-------- Document text
Strange problem with 2.8.2 under alpine linux

icinga2
docker
alpine

(Bodo Schulz) #1

Well, i have a problem.

I have been building Icinga2 from the sources in my Docker Containers for some time to have a current version. (Alpine currently offers 2.8.0 as the last stable version)
As a basis I use Alpine 3.7.

I’ve been working like this since version 2.8.1 and it’s going pretty well.
When I released my Ruby gem last week as a final 1.0 release, I ran the spec tests against both 2.8.1 and 2.8.2.
With 2.8.1 everything works as intended but with 2.8.2 icinga dies with a segmentation fault as soon as I perform a lot of API calls very quickly. :frowning:
The Spec Tests have a total of 106 tests and I’ll never make it over 34.

Now I wanted to deliver at least something tangible and yesterday I dealt very intensively with gdb, but unfortunately I did not understand the whole thing. :frowning:

Maybe someone will help me with the use of gdb?

Here gdb should be able to start icinga automatically and throw a stacktrace (if possible). Alternatively, I modify the container so that I hand icinga over to the gdb.
Before someone reminds me of this, i read it and tried it, but I didn’t succeed.

I can’t and don’t want to open a bug report just because of some obscure suspicion.


(Michael Friedrich) #2

Run Icinga 2 in foreground with gdb

https://www.icinga.com/docs/icinga2/latest/doc/21-development/#gdb-run

Trigger the error from the outside, or from within an executed plugin depending on the problem.
Once the debugger stopped, generate a full backtrace and attach it to the new issue.
----------------
-------- Material to process
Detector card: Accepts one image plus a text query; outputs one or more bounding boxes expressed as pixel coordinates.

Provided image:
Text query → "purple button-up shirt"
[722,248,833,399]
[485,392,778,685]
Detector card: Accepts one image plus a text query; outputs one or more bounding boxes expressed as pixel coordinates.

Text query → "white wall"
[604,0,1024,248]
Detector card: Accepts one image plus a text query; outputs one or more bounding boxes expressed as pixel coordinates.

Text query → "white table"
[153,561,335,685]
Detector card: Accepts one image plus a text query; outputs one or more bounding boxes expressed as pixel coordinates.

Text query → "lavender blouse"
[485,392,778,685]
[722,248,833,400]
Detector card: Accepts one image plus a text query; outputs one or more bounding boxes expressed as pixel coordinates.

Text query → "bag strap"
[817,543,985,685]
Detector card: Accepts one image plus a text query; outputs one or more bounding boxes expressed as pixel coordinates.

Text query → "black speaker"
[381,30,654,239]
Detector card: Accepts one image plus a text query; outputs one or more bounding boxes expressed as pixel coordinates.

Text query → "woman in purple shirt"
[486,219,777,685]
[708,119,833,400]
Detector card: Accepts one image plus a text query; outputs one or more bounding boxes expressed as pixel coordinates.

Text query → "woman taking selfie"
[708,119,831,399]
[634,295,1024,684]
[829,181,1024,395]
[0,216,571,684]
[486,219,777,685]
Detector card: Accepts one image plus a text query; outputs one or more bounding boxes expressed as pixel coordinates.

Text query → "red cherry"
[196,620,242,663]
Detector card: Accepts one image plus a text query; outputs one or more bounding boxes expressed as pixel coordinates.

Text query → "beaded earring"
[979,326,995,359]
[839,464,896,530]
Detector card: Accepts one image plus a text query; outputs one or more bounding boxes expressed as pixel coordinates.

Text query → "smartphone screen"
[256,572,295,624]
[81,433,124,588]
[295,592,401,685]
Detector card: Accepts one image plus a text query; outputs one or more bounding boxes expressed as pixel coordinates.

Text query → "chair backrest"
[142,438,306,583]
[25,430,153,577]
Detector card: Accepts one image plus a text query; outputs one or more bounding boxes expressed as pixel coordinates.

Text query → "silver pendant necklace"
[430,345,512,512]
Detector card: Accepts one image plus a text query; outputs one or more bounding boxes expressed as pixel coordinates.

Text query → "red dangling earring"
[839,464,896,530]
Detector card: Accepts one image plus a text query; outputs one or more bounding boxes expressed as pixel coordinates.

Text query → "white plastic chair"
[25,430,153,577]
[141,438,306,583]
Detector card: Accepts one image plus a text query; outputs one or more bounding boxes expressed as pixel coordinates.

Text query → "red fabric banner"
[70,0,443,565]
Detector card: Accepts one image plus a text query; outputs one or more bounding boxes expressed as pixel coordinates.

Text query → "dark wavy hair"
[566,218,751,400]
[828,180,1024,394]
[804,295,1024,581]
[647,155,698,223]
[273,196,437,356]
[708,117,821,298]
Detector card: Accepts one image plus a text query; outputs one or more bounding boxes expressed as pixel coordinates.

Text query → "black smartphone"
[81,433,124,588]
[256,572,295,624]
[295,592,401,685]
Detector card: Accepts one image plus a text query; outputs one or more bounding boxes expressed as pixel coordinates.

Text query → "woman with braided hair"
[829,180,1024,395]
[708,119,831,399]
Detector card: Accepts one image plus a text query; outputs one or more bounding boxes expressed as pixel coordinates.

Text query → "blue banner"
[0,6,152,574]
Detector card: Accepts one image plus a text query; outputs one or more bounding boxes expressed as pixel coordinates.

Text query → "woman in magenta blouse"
----------------
» Problems and tasks
• A. Set down the passage of the Icinga2 forum thread from "With 2.8.1 everything" through "use of gdb?" without alteration.
• B. Change "Detector card" to "Detection card" in the stretch of the listing from its start through the line containing "[153,561,335,685]", and give only those lines, otherwise unchanged.

» Answers by task
• A.
With 2.8.1 everything works as intended but with 2.8.2 icinga dies with a segmentation fault as soon as I perform a lot of API calls very quickly. :frowning:
The Spec Tests have a total of 106 tests and I’ll never make it over 34.

Now I wanted to deliver at least something tangible and yesterday I dealt very intensively with gdb, but unfortunately I did not understand the whole thing. :frowning:

Maybe someone will help me with the use of gdb?

• B.
Detection card: Accepts one image plus a text query; outputs one or more bounding boxes expressed as pixel coordinates.

Provided image:
Text query → "purple button-up shirt"
[722,248,833,399]
[485,392,778,685]
Detection card: Accepts one image plus a text query; outputs one or more bounding boxes expressed as pixel coordinates.

Text query → "white wall"
[604,0,1024,248]
Detection card: Accepts one image plus a text query; outputs one or more bounding boxes expressed as pixel coordinates.

Text query → "white table"
[153,561,335,685]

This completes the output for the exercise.